*TASK DETAILS*. Output only the lines below that start at the line containing "A single point marks each instance of the bracelet, shaped" and end at the line containing "A single point marks each instance of the black", with both ends kept.

BEGIN

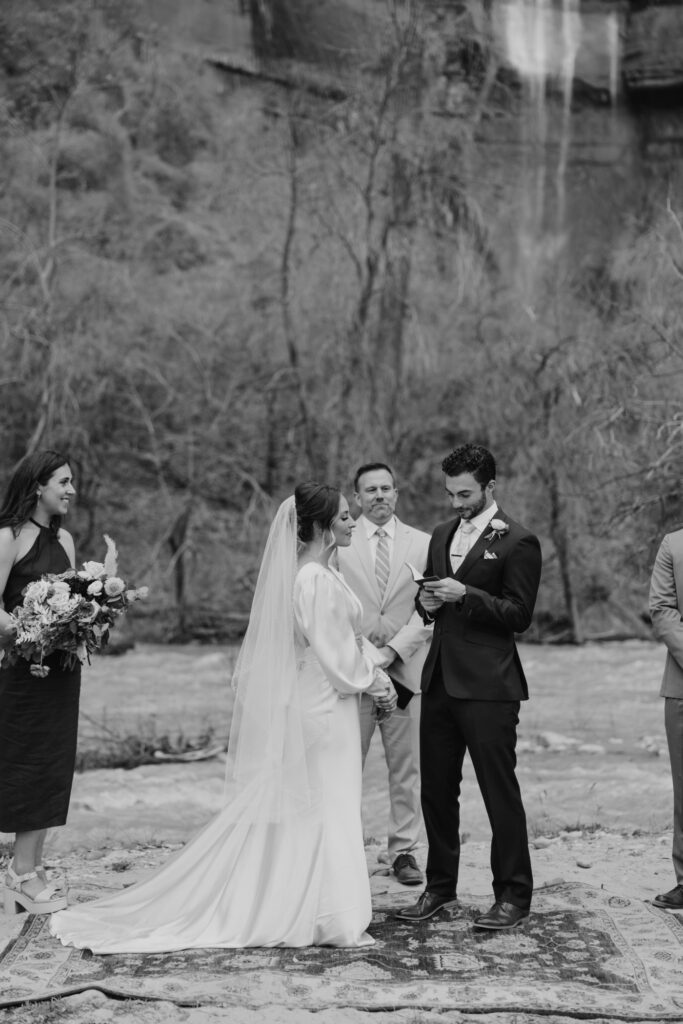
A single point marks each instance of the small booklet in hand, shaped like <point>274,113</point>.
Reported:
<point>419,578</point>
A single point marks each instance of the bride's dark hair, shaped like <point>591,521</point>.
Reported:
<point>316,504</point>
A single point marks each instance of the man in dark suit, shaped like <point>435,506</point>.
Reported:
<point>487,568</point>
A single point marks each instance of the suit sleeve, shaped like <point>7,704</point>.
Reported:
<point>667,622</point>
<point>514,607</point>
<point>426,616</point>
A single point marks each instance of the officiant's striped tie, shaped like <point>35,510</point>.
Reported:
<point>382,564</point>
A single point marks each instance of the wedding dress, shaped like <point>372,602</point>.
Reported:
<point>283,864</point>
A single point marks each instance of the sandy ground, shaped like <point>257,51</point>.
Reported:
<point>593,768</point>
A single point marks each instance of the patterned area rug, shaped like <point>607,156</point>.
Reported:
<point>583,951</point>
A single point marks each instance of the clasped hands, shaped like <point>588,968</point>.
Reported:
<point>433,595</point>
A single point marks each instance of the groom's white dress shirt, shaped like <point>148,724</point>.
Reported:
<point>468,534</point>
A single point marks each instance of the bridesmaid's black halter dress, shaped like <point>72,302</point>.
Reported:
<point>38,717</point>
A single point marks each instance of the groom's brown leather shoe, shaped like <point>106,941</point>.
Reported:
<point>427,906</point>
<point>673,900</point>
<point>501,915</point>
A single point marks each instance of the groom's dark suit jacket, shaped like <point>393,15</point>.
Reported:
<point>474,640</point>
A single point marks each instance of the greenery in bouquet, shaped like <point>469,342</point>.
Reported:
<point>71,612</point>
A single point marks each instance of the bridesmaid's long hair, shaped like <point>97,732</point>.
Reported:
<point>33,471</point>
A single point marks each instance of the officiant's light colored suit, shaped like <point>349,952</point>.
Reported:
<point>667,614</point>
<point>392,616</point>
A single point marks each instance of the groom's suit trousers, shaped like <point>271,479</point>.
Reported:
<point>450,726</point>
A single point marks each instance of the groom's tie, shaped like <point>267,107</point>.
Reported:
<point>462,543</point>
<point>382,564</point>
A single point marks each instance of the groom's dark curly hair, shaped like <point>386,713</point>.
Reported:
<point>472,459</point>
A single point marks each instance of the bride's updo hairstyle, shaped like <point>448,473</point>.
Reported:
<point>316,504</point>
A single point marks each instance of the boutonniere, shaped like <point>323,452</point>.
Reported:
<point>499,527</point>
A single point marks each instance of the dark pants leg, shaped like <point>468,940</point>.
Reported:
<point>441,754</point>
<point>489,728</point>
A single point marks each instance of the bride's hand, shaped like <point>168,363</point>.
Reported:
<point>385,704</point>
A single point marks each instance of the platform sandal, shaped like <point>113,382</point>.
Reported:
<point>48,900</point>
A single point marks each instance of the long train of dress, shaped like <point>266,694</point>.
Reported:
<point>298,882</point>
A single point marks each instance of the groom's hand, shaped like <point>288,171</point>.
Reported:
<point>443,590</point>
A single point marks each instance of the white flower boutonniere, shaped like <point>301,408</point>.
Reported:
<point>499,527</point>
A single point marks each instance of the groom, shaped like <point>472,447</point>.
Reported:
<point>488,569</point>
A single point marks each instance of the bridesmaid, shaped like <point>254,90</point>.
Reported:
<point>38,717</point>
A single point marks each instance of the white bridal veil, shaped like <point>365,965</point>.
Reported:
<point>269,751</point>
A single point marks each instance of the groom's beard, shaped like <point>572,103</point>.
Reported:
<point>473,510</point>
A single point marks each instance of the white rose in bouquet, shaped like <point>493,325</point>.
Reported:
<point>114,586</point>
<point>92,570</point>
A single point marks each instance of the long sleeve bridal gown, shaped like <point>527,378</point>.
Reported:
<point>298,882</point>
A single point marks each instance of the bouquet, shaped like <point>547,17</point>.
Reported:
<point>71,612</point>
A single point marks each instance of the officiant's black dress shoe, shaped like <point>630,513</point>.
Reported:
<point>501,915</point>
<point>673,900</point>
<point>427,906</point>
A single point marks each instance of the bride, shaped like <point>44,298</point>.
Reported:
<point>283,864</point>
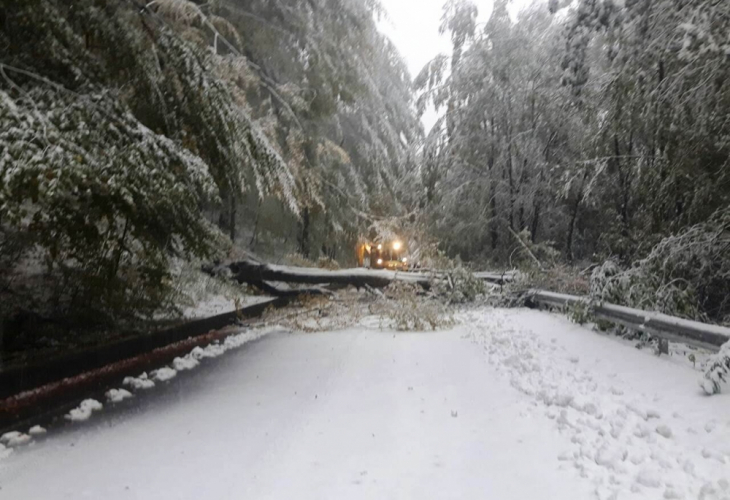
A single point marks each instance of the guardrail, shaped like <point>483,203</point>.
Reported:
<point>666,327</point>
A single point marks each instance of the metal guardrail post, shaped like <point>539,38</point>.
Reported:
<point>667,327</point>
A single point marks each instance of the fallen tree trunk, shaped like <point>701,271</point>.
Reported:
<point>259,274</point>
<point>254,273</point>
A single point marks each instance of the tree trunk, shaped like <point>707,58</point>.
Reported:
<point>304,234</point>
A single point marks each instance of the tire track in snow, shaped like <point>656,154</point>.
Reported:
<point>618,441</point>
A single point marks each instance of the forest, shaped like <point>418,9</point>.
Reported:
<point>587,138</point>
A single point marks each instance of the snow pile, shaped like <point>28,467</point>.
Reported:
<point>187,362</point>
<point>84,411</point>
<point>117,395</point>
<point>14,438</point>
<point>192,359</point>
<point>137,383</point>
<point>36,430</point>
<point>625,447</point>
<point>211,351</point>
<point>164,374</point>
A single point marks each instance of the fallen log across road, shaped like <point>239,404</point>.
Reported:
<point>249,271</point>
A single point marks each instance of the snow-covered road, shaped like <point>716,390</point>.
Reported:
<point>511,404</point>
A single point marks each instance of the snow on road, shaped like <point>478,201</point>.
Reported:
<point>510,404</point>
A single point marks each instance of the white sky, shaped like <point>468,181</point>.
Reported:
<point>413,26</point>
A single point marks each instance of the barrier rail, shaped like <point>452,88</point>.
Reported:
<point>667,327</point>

END
BEGIN

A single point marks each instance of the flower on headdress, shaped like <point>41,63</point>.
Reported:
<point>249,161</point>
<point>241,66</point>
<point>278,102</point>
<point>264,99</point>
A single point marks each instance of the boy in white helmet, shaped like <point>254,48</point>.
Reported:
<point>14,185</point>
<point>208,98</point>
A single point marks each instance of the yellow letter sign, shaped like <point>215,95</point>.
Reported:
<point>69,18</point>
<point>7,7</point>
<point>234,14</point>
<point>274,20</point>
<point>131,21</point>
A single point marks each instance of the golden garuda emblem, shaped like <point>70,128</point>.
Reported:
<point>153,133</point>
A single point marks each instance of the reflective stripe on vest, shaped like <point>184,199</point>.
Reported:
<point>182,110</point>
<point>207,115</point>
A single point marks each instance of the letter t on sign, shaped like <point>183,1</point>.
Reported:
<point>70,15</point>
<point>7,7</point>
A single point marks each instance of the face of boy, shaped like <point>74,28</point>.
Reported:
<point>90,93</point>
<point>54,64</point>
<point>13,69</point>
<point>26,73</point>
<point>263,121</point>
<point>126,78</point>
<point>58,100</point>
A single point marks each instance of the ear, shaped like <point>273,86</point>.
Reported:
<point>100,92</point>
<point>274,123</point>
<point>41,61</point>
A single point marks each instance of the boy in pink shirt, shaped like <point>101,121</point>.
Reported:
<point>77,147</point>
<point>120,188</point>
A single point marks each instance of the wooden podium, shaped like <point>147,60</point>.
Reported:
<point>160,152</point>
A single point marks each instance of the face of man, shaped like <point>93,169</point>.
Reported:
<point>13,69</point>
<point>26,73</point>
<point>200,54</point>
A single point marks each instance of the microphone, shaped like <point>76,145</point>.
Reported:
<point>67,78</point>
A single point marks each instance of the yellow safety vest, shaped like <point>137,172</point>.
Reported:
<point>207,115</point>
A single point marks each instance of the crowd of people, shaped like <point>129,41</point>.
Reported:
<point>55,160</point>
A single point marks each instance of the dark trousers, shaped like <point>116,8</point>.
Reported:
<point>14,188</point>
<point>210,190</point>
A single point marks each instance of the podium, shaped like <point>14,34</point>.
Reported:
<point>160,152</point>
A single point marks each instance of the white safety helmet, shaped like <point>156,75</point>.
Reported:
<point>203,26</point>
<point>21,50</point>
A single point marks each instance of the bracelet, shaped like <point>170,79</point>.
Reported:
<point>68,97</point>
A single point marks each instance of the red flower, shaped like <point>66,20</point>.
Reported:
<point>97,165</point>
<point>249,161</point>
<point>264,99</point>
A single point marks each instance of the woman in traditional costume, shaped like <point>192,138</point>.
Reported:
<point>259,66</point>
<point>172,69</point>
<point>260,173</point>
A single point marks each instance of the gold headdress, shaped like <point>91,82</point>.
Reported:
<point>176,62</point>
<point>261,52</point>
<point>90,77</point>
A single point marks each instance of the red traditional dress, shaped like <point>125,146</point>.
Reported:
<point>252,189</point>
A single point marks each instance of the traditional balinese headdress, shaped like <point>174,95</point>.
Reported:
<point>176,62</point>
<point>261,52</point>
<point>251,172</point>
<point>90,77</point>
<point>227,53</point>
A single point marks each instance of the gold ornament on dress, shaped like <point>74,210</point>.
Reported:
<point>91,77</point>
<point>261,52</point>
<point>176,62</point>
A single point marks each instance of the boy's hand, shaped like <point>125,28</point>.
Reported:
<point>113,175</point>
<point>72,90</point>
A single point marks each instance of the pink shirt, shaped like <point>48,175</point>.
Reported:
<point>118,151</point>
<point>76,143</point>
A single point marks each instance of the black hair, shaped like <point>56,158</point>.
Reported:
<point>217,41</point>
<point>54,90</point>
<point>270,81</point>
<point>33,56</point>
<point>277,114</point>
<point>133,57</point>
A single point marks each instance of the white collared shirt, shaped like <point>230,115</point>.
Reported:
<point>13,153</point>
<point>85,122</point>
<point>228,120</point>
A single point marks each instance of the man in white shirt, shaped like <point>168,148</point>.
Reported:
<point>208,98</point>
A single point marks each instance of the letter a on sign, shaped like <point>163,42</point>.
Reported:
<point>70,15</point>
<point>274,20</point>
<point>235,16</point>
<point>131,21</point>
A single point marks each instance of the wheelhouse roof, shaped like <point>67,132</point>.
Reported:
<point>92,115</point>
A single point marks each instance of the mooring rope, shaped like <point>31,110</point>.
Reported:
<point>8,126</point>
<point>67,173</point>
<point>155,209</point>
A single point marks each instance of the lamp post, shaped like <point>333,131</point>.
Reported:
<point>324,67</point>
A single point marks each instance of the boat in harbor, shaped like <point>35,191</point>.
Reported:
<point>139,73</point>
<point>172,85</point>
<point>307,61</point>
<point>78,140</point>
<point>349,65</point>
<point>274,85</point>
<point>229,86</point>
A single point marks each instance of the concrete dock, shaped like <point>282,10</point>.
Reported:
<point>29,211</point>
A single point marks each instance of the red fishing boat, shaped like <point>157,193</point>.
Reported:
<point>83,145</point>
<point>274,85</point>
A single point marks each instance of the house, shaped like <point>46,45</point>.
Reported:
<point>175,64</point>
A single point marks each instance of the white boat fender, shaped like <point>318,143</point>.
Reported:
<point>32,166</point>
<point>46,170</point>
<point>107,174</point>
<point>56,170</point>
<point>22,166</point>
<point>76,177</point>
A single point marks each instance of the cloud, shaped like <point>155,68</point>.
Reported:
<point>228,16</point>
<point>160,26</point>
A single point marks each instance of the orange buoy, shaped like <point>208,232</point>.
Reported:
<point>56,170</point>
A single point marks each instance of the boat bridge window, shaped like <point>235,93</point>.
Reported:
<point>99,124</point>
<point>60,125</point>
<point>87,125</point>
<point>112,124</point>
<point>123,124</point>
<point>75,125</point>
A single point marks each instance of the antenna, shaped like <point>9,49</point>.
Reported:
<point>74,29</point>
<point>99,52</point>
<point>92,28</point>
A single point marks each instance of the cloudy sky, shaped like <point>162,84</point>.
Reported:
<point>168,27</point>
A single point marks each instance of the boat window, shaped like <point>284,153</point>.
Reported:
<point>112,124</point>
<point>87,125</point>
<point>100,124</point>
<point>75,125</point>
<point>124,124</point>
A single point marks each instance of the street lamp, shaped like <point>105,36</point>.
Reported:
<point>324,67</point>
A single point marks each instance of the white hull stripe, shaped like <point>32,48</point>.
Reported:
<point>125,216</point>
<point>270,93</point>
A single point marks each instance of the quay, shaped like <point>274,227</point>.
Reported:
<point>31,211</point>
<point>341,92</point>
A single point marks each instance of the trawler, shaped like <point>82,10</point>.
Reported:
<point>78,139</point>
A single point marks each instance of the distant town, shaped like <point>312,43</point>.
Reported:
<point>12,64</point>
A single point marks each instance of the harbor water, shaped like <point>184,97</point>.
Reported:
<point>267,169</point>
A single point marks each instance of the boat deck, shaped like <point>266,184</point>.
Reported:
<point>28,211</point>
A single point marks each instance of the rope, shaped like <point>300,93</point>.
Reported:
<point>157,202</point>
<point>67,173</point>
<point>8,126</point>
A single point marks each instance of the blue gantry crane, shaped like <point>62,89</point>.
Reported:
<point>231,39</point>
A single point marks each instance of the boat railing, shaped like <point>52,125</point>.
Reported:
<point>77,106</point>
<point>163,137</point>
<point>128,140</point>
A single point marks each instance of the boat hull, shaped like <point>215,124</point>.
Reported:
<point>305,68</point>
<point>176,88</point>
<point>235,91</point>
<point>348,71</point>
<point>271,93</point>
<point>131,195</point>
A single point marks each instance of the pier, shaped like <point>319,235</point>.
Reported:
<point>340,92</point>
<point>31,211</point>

END

*RESPONSE*.
A single point marks each instance of the bracelet, shaped like <point>170,79</point>.
Reported:
<point>68,97</point>
A single point marks each instance of the red flower, shaped like <point>66,20</point>.
Reported:
<point>97,165</point>
<point>249,161</point>
<point>264,99</point>
A single point marks each instance of the woman in traditional costume, shaped like <point>192,138</point>.
Reported:
<point>259,66</point>
<point>172,69</point>
<point>260,173</point>
A single point marks each instance of the gold headdress, shaped like <point>91,82</point>.
Reported:
<point>176,62</point>
<point>261,52</point>
<point>90,77</point>
A single point marks each instance of the red traditional dress, shaped like <point>125,146</point>.
Reported:
<point>252,189</point>
A single point marks each instance of the traditional balinese headdress, shaped like <point>174,95</point>.
Reported:
<point>176,62</point>
<point>261,52</point>
<point>251,172</point>
<point>90,77</point>
<point>227,53</point>
A single point marks each instance of the gold ornament on dress, shaped like <point>74,210</point>.
Reported:
<point>91,77</point>
<point>261,52</point>
<point>176,62</point>
A single point marks each instance of the boy's hand, shaped like <point>125,28</point>.
Reported:
<point>113,175</point>
<point>72,90</point>
A single point marks each instance of the pink shirt, shaped like <point>48,175</point>.
Reported:
<point>118,151</point>
<point>76,143</point>
A single point marks each instance of the black hair, shaped like <point>56,158</point>.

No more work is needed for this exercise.